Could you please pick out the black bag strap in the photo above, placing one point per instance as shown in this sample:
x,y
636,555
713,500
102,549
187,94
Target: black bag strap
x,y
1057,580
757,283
——————
§ DESCRIPTION OF THE TASK
Copy the listing above line for line, without changing anything.

§ WRITTEN ANSWER
Could you please pick out the black bag strap in the photo above, placing one point per instance as shown in this sample:
x,y
636,555
713,500
102,549
187,94
Target: black bag strap
x,y
1057,580
757,283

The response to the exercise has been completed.